WHAT THE TASK ASKS:
The expected output is every entry that follows, reproduced exactly.

===== RECORD EXTRACTS

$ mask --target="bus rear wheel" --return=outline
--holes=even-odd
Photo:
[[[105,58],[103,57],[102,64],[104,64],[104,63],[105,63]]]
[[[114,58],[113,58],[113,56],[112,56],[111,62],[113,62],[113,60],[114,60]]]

==========

ANSWER FOR THIS EXERCISE:
$ mask --target="bus rear wheel" --return=outline
--holes=even-odd
Photo:
[[[105,58],[103,57],[102,64],[104,64],[104,63],[105,63]]]
[[[114,58],[113,58],[113,56],[112,56],[111,62],[113,62],[113,60],[114,60]]]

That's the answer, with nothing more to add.